• **Instructions to follow**: Please collect every line in the rows below that contains the word "positive" and copy each one in full.

• **Data to examine**:
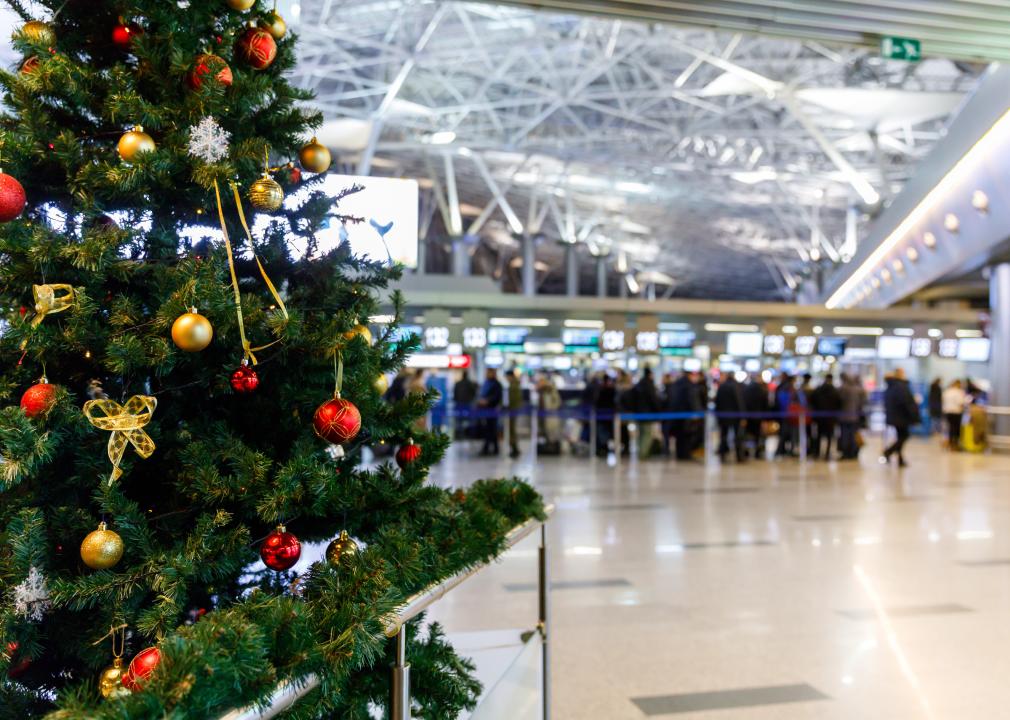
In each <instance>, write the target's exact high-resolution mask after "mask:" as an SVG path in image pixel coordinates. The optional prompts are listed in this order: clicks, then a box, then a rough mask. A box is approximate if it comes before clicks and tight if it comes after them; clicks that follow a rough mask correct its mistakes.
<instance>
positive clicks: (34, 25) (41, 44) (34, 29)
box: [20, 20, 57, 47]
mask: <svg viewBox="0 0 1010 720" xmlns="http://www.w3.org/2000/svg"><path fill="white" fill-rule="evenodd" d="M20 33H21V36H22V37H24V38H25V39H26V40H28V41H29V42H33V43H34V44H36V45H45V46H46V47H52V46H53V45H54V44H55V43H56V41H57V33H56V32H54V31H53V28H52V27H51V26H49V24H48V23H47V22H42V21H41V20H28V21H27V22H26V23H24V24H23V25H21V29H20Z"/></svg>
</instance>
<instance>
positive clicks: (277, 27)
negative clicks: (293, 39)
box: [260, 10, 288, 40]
---
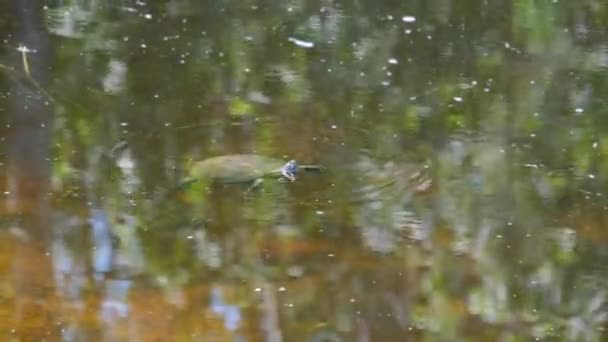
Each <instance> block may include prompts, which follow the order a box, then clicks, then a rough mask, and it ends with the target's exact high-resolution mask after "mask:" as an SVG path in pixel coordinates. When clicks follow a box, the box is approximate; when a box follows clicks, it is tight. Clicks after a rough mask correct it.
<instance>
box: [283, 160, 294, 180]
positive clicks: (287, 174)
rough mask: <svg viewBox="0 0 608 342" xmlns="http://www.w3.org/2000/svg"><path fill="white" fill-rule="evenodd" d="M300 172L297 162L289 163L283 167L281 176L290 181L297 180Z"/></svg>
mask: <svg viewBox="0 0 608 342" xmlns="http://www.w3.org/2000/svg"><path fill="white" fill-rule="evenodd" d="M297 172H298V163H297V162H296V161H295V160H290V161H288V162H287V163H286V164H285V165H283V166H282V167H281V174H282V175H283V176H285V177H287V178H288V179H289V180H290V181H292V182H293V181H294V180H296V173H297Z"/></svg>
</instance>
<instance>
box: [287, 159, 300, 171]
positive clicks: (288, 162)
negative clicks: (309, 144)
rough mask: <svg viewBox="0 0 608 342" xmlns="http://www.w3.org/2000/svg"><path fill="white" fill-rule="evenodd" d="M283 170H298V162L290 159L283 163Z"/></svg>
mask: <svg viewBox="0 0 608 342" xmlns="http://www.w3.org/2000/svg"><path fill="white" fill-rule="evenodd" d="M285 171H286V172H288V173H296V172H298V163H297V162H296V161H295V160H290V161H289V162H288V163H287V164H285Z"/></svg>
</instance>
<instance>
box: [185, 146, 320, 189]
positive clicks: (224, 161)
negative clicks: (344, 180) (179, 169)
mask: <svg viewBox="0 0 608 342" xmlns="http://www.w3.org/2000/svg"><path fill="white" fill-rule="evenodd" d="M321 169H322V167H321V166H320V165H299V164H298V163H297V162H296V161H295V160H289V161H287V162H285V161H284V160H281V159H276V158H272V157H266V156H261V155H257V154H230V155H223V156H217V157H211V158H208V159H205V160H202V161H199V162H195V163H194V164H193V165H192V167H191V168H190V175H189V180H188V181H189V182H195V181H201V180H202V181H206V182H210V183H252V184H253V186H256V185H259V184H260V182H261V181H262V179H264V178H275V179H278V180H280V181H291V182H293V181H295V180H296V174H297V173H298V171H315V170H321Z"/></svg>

• **Result of the task**:
positive clicks: (34, 25) (41, 44) (34, 29)
positive clicks: (277, 27)
positive clicks: (287, 174)
positive clicks: (288, 162)
positive clicks: (224, 161)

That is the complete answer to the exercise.